Neviges. . Langsam, aber sicher, erobern sie eine Frauendomäne: Männer als Erzieher in Kitas. In Neviges ist der Herr im Haus sogar der Chef: Matthias Höhn leitet den Kindergarten „Kinderreich“ der evangelisch-reformierten Kirchengemeinde.
Jana findet ihre Gummistiefel nicht, Annemarie steht heute mit dem Reißverschluss ihres Anoraks auf dem Kriegsfuß und Juliana kämpft ausgerechnet jetzt, wo die anderen zum Spielen draußen schon fertig sind, mit dem Verschluss ihrer Pelzmütze. Es ist ein fröhliches Durcheinander auf dem Flur des „Kinderreiches“, dem Kindergarten der evangelisch-reformierten Kirchengemeinde.
Wie zwei Felsen in der Brandung stehen da Erzieherin Heike Hülse und ihr Kollege Matthias Höhn, bei dem geradeauch noch ständig da Handy bimmelt. Denn Matthias Höhn ist auch Leiter des „Kinderreiches“ – und damit einer der Männer, die langsam, aber sicher eine Frauendomäne erobern.
„Ja, natürlich verhalten sich Männer in diesem Beruf anders als Frauen. Das ist doch klar, und das ist auch gut so“, meint der 27-Jährige, der im Sommer letzten Jahres als Vertretung für eine Kollegin, die in Elternzeit ging, für zwei Jahre die Leitung der Einrichtung an der Siebeneicker Straße übernahm. Was er anders mache? Höhn überlegt kurz. „Wie soll ich sagen, vielleicht bin ich manchmal direkter. Und ich lasse die Kinder manchmal wohl auch mehr unter sich austragen, greife später ein.“
Zum Beispiel, wenn sich Jungen raufen, dann gucke er sich das erstmal eine Weile an, dabei natürlich aufpassend, dass nichts passiert, es nicht zu heftig wird. „Die machen n das dann viel schneller unter sich aus, als Sie denken.“ Auf seine Idee, eine kleine „Kampfarena“ für zwei Streithähne aufzubauen, kämen seine Kolleginnen wohl auch nicht gerade. „Ich habe das mal gemacht, also Matten ausgelegt, und gesagt: Ihr dürft nicht kratzen, beißen, hauen, aber ihr dürft gegeneinander drücken.“ Die Kinder bekämen dadurch eine realistische Einschätzung, wie viel Kraft sie haben. Und wie sich das auswirkt. „Sie müssten mal manche Zahnbürsten sehen. Die sind neu, sehen aber aus, als seien sie drei Monate alt, weil manche wie verrückt darauf rumdrücken.“
Wer jedoch meint, Matthias Höhn spiele am liebsten den „wilden Mann“, der irrt. Der Vater einer vier Monate alten Tochter geht auch auf die Kleinsten – 11 der insgesamt 33 Kita Kinder gehören in die Kategorie U 3 – mit bewundernswerter Geduld und Sanftmut ein. In einem Punkt unterscheide er sich von vielen Vertreterinnen seiner Zunft: „Ich bin jetzt nicht unbedingt der begeisterte Bastler.“
Wickeln übernehmen Kolleginnen
Und es gibt eine Aufgabe, die überlässt er als Mann immer seinen Mitarbeiterinnen, obwohl ihm das leid tue. Weil es eigentlich eine schöne Aufgabe sei und die Kolleginnen sowieso genug zu tun hätten: „Ich wickel nicht, da bin ich konsequent, das ist mir einfach zu heiß.“ Stichwort Missbrauch. Zwar sei ihm im Kinderreich seitens der Eltern noch nie auch nur ein Hauch von Misstrauen entgegen geweht, daran sei überhaupt nicht zu denken, aber was ein Kollege in einer anderen Stadt erlebt habe, das sei ihm eine Lehre gewesen. „Und ich muss auch nicht unbedingt einen Berg von Kindern auf den Schoß nehmen.“ Ein unschönes Thema bei einem wunderschönem Beruf, mit dem sich männliche Erzieher auseinandersetzen müssen.
★ ★ ★ ★ ★ ★ ★
(Aufgaben):
1. Nennen Sie alle Kinder, die im Text über den Kindergarten „Kinderreich“ mit Namen erwähnt werden.
2. Beantworten Sie anhand des Textes über den Kindergarten „Kinderreich“ die folgenden Fragen:
(a) Wie alt ist Matthias Höhn?
(b) Wie viele Kinder besuchen die Kita insgesamt?
(c) An welcher Straße liegt die Einrichtung?
3. Ersetzen Sie in der Passage des Textes über den Kindergarten „Kinderreich“ von „Jana findet ihre“ bis einschließlich „eine Frauendomäne erobern.“ das Wort „Felsen“ durch „Leuchttürme“, und geben Sie die so geänderte Passage wieder.
★ ★ ★ ★ ★ ★ ★
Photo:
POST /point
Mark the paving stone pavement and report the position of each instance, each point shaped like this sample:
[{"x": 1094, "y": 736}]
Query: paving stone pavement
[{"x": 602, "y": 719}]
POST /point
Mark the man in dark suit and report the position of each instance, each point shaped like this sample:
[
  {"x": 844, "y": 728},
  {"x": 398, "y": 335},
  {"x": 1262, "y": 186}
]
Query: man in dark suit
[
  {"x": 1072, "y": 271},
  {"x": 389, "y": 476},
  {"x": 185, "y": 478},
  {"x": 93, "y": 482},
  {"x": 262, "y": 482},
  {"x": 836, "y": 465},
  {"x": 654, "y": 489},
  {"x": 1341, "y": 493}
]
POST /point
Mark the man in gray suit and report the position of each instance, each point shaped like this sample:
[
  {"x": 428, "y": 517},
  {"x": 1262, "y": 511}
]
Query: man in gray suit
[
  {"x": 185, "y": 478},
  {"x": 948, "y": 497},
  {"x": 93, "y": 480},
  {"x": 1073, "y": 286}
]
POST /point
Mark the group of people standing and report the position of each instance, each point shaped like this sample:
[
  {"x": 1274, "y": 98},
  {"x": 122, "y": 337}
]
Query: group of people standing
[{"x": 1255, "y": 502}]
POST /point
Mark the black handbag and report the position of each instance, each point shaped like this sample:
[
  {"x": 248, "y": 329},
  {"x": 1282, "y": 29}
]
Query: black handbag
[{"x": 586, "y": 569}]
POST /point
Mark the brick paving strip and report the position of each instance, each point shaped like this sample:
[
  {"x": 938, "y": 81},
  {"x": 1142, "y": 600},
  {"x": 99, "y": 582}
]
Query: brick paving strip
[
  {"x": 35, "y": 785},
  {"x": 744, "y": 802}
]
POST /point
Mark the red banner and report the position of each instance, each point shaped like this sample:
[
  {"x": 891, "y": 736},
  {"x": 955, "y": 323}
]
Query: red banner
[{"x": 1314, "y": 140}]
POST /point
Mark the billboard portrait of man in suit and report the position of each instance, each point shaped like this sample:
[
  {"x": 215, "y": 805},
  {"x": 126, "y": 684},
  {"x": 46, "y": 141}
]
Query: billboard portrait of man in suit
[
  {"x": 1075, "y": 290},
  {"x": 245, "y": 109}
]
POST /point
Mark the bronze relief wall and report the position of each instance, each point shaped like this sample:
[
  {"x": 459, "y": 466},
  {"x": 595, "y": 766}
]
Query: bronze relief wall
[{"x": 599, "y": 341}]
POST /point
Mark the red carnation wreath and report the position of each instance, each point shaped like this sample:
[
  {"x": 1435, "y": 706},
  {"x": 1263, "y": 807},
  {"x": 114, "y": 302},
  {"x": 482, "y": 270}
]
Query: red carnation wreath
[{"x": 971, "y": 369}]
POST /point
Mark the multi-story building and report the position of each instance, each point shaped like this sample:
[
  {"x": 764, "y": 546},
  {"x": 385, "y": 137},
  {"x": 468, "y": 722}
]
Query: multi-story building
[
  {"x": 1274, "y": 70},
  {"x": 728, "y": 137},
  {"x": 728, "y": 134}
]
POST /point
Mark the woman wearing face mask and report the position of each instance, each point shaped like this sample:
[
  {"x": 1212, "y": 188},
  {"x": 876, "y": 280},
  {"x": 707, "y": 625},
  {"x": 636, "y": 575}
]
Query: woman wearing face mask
★ ★ ★ ★ ★ ★ ★
(Antworten):
1. Jana, Annemarie, Juliana

2.
(a) 27 Jahre
(b) 33 Kinder
(c) An der Siebeneicker Straße

3.
Jana findet ihre Gummistiefel nicht, Annemarie steht heute mit dem Reißverschluss ihres Anoraks auf dem Kriegsfuß und Juliana kämpft ausgerechnet jetzt, wo die anderen zum Spielen draußen schon fertig sind, mit dem Verschluss ihrer Pelzmütze. Es ist ein fröhliches Durcheinander auf dem Flur des „Kinderreiches“, dem Kindergarten der evangelisch-reformierten Kirchengemeinde.
Wie zwei Leuchttürme in der Brandung stehen da Erzieherin Heike Hülse und ihr Kollege Matthias Höhn, bei dem geradeauch noch ständig da Handy bimmelt. Denn Matthias Höhn ist auch Leiter des „Kinderreiches“ – und damit einer der Männer, die langsam, aber sicher eine Frauendomäne erobern.